Some IHS sites have received the RSV shot and have started administering it in line with these priorities. However, there will likely not be enough supply to protect every eligible baby.

Dr. Hu offered a potential solution. “There are two strategies for this prevention,” she said. “One is to prevent prenatally and the other is to prevent postnatally. The prenatal strategy may be more effective at this point because of a lack of shortage.”

Dr. Hu is referring to the RSV vaccine approved for pregnant mothers called ABRYSVO, which is readily available. Women between 32 and 36 weeks of pregnancy are typically eligible for this vaccine. The CDC recommends that women receive the vaccine to protect their newborn from RSV. If the mother obtains the vaccine more than 14 days before delivery, the baby generally does not need the RSV shot – mother’s immunity will transfer to the baby.

RSV on the Nation

In her guest essay in the Navajo Times last year, Ethel Branch, the attorney general of Navajo Nation, recounted how her son was hospitalized in the pediatric intensive care unit due to an RSV infection. “It ended up being for my son what I feared Covid would be,” Branch wrote, “with him experiencing frighteningly severe congestion and having the inability to breathe without machine assistance.”

■ EXERCISE DESCRIPTION ■
In the RSV article, between which weeks of pregnancy are women typically eligible for the ABRYSVO vaccine? The entries that follow have nothing to do with the RSV article.

■ Referring expression data ■
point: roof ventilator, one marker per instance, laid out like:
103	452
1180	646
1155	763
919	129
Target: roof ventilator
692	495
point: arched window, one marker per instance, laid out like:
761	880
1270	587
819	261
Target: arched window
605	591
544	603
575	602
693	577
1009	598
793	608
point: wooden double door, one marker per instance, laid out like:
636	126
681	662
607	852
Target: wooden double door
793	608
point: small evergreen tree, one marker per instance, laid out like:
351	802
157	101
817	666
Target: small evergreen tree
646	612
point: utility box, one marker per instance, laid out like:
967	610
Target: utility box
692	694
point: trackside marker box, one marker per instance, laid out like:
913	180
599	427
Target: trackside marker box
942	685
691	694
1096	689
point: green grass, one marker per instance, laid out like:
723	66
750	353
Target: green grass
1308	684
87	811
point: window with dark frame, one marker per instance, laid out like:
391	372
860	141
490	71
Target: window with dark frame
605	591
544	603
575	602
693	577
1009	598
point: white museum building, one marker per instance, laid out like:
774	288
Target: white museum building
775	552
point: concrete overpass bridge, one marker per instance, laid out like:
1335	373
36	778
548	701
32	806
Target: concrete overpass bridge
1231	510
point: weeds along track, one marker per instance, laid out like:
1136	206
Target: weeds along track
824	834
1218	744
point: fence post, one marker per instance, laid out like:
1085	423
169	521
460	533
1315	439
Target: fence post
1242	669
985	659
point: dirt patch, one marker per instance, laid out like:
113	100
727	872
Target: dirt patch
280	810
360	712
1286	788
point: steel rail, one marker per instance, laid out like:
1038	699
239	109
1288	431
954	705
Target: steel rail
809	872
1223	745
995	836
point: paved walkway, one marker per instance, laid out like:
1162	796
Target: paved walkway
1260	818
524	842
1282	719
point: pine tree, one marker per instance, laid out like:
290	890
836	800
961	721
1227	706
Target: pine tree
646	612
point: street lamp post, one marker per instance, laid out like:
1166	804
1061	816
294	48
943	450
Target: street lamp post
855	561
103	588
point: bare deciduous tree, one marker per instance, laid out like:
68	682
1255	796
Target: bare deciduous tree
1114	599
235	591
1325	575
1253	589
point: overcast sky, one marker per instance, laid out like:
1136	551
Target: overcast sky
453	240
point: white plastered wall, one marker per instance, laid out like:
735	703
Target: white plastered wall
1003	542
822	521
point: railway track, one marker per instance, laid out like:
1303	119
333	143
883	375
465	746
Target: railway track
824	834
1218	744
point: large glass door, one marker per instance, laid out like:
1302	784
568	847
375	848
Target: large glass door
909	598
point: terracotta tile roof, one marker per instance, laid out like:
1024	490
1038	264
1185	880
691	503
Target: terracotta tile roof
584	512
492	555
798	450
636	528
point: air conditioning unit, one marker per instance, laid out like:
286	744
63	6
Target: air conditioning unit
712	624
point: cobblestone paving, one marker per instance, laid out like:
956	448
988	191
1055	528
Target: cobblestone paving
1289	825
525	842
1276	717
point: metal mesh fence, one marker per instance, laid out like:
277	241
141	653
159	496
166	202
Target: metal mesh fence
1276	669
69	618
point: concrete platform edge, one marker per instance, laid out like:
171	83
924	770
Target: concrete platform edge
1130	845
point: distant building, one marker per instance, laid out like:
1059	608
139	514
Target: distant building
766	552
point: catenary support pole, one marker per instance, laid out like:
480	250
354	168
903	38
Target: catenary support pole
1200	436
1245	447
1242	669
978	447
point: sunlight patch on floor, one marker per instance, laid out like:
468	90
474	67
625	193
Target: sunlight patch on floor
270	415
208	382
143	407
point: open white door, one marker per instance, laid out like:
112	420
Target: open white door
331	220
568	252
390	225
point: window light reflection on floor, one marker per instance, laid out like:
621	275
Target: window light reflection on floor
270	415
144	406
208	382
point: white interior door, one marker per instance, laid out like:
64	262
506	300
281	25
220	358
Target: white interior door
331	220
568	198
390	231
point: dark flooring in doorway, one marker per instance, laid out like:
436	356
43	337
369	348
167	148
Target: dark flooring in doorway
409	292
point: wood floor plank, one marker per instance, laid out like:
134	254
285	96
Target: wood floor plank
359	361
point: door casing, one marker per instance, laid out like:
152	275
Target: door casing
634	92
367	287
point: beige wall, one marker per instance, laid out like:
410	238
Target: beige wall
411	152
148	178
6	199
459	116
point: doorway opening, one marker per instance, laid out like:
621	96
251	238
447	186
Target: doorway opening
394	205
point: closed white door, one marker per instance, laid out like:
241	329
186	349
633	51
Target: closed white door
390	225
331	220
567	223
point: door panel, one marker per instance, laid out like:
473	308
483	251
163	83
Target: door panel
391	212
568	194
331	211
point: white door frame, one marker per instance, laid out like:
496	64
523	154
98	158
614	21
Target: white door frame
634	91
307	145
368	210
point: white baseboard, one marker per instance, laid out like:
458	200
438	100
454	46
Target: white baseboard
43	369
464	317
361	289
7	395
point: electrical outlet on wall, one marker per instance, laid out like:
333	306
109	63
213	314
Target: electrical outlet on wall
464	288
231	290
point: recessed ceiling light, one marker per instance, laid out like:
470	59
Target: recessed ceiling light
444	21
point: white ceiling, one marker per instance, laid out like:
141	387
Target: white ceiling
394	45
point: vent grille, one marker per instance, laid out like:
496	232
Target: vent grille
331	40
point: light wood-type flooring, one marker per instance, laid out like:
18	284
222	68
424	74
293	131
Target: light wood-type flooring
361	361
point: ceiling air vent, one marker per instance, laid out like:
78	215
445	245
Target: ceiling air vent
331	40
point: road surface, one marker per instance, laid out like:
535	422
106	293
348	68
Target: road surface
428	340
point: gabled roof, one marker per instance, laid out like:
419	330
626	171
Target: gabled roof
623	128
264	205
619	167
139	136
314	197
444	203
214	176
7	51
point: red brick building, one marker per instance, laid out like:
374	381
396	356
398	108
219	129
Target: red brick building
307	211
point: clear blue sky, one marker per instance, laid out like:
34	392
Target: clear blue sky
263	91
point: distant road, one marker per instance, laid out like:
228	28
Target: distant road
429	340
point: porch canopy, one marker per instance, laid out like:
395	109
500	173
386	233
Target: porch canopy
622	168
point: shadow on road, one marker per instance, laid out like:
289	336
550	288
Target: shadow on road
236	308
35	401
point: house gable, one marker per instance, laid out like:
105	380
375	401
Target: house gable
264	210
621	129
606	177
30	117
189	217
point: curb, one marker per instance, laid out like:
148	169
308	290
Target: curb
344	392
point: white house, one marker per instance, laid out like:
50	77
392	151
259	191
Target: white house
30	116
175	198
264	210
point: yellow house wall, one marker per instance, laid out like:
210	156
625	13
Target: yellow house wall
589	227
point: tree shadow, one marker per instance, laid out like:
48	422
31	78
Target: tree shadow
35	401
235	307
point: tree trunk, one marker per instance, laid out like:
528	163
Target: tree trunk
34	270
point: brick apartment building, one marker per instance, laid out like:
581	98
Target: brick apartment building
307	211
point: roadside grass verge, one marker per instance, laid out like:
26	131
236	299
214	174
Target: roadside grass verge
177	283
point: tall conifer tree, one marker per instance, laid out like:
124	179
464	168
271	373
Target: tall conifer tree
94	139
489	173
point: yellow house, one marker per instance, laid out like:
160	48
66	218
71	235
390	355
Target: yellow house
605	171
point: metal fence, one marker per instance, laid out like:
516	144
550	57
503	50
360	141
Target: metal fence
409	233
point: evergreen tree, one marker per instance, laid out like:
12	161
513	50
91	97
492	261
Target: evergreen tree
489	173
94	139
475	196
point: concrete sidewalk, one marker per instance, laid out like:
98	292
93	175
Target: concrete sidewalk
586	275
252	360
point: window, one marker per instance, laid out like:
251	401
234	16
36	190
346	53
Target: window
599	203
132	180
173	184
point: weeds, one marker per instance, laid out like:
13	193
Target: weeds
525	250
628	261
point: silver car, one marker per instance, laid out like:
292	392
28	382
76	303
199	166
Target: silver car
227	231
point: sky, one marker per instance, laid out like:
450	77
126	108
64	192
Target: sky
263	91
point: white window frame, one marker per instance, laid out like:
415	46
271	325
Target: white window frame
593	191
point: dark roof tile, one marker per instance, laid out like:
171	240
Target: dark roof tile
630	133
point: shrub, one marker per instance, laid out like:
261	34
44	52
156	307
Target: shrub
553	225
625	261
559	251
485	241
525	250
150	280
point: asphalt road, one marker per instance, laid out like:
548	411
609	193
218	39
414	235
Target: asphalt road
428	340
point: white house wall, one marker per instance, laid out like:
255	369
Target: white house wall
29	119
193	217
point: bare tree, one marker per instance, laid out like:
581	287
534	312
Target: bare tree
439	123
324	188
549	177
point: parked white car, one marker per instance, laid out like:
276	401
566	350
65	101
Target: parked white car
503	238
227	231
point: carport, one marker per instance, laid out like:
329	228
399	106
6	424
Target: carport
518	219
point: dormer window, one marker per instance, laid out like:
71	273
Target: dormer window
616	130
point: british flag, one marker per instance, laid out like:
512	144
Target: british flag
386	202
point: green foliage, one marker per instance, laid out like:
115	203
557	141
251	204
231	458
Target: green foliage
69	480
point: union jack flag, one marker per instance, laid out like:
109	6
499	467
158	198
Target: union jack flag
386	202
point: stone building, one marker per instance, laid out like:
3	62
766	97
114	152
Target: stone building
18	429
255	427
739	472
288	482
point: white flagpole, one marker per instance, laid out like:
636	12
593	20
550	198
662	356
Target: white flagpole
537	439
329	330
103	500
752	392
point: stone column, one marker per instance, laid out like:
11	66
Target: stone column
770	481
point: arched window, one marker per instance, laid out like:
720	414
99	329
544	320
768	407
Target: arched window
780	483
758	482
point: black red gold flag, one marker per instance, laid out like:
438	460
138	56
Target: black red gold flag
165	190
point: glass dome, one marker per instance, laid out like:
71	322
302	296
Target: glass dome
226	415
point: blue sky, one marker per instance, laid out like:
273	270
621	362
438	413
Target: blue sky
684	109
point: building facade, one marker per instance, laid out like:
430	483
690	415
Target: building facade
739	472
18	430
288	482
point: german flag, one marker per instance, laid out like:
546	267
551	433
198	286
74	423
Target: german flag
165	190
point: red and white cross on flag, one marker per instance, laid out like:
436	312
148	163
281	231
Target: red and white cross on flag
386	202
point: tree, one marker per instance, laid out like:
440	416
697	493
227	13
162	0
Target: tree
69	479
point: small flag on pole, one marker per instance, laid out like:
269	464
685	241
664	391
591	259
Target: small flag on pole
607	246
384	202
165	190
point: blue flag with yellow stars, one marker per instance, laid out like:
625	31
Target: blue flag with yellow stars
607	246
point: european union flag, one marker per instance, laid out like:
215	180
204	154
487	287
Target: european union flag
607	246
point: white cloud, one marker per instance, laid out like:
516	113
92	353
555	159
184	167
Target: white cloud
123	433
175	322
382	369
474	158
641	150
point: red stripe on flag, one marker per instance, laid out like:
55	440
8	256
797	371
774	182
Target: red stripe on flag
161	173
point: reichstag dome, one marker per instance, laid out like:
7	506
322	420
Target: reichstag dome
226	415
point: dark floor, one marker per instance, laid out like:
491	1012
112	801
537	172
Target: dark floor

■ TASK OUTPUT ■
Between 32 and 36 weeks of pregnancy.